# Compilation and Speeding Up

Python is an interpreted language.  This means that the code you write is basically being interpreted line by line (this is an oversimplification, but not far from the truth).  Each time a line of code is read, it has to be converted into equivalent machine language instructions.  For example, a `for` loop will need a register to be initialized, an instruction for incrementing the counter, an instruction to check the limits, and suitable branching statements.

When a program is *compiled*, it is converted into machine language once and for all, and only that code is then run.  This also means that any change in the code requires a complete recompilation.  Compared to Python, this is less interactive and takes a longer time to do.

So compiled languages pay a cost at compile time, and reap the benefits at run time.  If you expect that your program is going to run multiple times, then it is usually worth checking if this cost is worth it.

## Speed of Python

Python code is typically slow for a number of reasons:

- Data types are not known ahead of time, and the type of a variable can be dynamically changed.  You can store a string in a variable that previously had an `int` for example, and there will be no conflict.  This makes it hard to optimize variables as you do not know how they will change in future.
- Semantics of certain operations are different in Python than they are in other languages or machine code.  For example, *Divide by Zero* will cause an exception to be raised in Python code.  On the other hand, in C code it will result in the program crashing.  It may be possible to catch this exception in languages like C++, but it is optional and not mandatory, so it is possible to crash as well.  Such checks add extra code and slow the program down.
- Accessing an index that is beyond the bounds of a list will cause an Error to be raised.  In C it will not be an error, but may cause the program to crash with a Segmentation Fault.

Similarly, there are other situations where the semantics of the Python code differ from a similar C or machine language representation.  Whenever this happens, there is a chance that the Python will be slower than the raw code.

## Improving Speed

The simplest approach for speeding things up is to try and convert the Python code to a lower level language like C, compile it, and then run the compiled code.  However, due to the above restrictions, this has to be done with care, to avoid changing the meaning of the program.

## Cython

*Cython* is a particular variant of the Python language: it introduces several new syntactic elements into the language to address the issues with types and compilation.  The usual way of running it is to compile the code into a dynamic library, and then import this into Python.  However, in Jupyter notebooks, there is an easier approach that can be used, which makes use of the Cython extensions and *magic annotations*.

# Timing and Optimization

We first measure the time taken for a simple function.  Then we can look at optimizing this using Cython.

In [None]:
def isPrime(n):
    for i in range(2,int(n**0.5)+1):
        if n%i==0:
            return False
        
    return True

In [None]:
%timeit isPrime(999999937)

- **SET EXERCISE 1**:
Answer these about the text on speeding up Python:
(a) In C, what may happen when an index beyond the bounds of a list is accessed?
(b) What does *Divide by Zero* cause in Python code?
(c) What is the usual way of running Cython?
- **SET EXERCISE 2**: Reproduce word for word the part of the text on speeding up Python starting with "# Compilation and" and going on through "suitable branching statements.".
- **SET EXERCISE 3**: Resume the text on speeding up Python from the point where it stops.

- **RECORDED INFORMATION**:
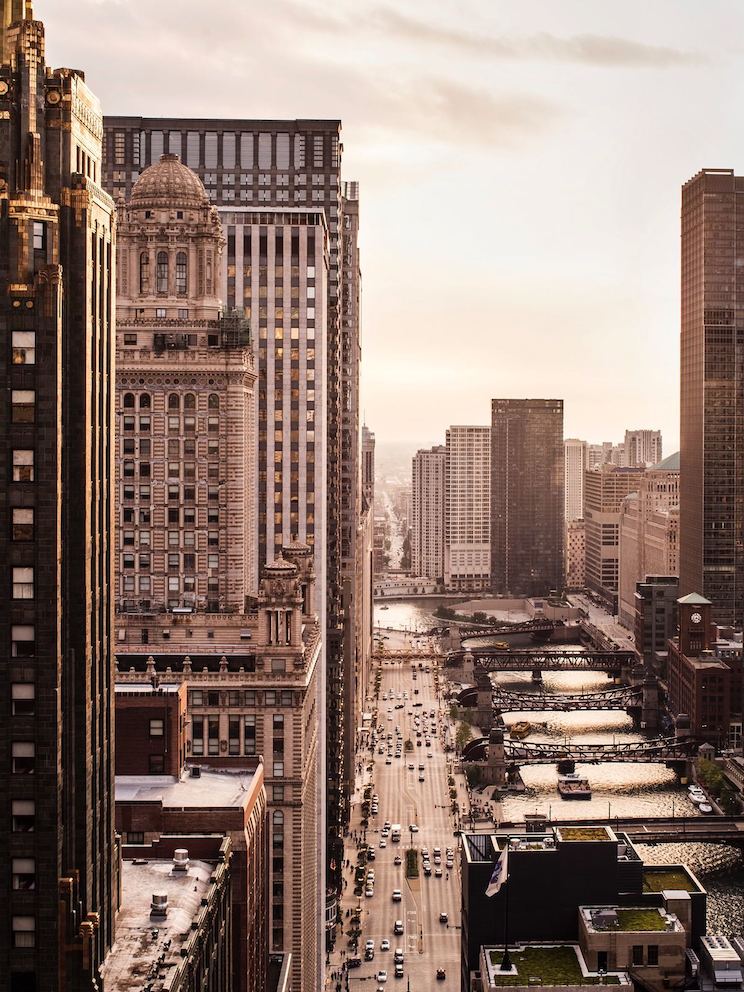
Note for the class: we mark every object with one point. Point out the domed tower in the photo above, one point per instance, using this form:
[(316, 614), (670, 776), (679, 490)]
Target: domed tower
[(185, 379)]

- **FINAL ANSWER 1**:
(a) It will not be an error, but the program may crash with a Segmentation Fault.
(b) It causes an exception to be raised.
(c) The code is compiled into a dynamic library, which is then imported into Python.

- **FINAL ANSWER 2**:
# Compilation and Speeding Up

Python is an interpreted language.  This means that the code you write is basically being interpreted line by line (this is an oversimplification, but not far from the truth).  Each time a line of code is read, it has to be converted into equivalent machine language instructions.  For example, a `for` loop will need a register to be initialized, an instruction for incrementing the counter, an instruction to check the limits, and suitable branching statements.

- **FINAL ANSWER 3**:
## Cython

First we just apply cython without any optimizations.  Later we will see the effect of adding the optimizations to it.

In [None]:
%load_ext Cython

In [None]:
%%cython --annotate

def cbasic_isPrime(n):
    for i in range(2,int(n**0.5)+1):
        if n%i==0:
            return False
        
    return True

In [None]:
%timeit cbasic_isPrime(999999937)

### Optimized

Now apply several optimizations.  In the code below, the actual optimizations are commented out.  Try uncommenting them one by one to try and see which has the biggest impact on the result.

In general, you need to look for the following:

- where is the bulk of the time being spent - most likely it is inside loops.  Here it is the `for` loop
    - To handle this, we explicitly declare `i` as an integer: in fact, as a `cdef int`: this means a C type integer.  Try commenting that line out to see how it changes the result.
- what kind of data types are being used?  C prefers to use data types close to what the computer has: for example 32-bit int, 32-bit single precision float etc.  These are highly optimized.  Python on the other hand naturally tries to accommodate larger integers if needed, but the cost of that is additional checks for overflow.  If you force it to use C data types, it will remove some of the checks.
    - Which are all the lines here 
- what kind of operations are being used?  For example, C type division will work only within the precision of the numbers you are using, and will round off or give wrong answers if the numbers are out of range, rather than trying to catch the errors and report them.  This makes it possible to have severe errors, but if you know your values cannot fall in the error regions, you can use this.

In [None]:
%%cython --annotate

import cython

# @cython.cdivision(True)
def c_isPrime(int n):
    # cdef int i
    # cdef float sqrtn = (n**0.5)
    # cdef int lim = int(sqrtn)+1
    # Note: if you uncomment the above two lines, then comment out the one below
    lim = int(n**0.5) + 1
    for i in range(2,lim):
        if n%i==0:
            return False
        
    return True

In [None]:
# %timeit c_isPrime(999999999)
%timeit c_isPrime(999999937)

# Matrix multiplication


In [None]:
import numpy as np
def matrix_multiply(u, v):
    m, n = u.shape
    n, p = v.shape
    res = np.zeros((m, p))
    for i in range(m):
        for j in range(p):
            res[i,j] = 0
            for k in range(n):
                res[i,j] += u[i,k] * v[k,j]
    return res


In [None]:
u = np.random.random((100,100))
v = np.random.random((100,100))
# %timeit -n 100 -r 3 matrix_multiply(u,v)
# %timeit matrix_multiply(u, v)
# %timeit np.matmul(u, v)

## Optimized Matrix Multiply

Can we apply the same techniques to speed up matrix multiply in Python?  Consider all the places where changes would make sense.  In addition, there are a couple of decorators that also help to speed things up by avoiding extra checks on the array sizes.

In [None]:
%load_ext Cython

In [None]:
%%cython -a

import numpy as np
import cython

@cython.boundscheck(False)
@cython.wraparound(False)
def cy_matmul(float[:,:] u, float[:,:] v, float[:,:] res):
# def cy_matmul(u, v, res):
    cdef int m, n, p
    cdef int i, j, k
    m = u.shape[0]
    n = u.shape[1]
    p = v.shape[1]
    res = np.zeros((m, p), dtype=np.float32)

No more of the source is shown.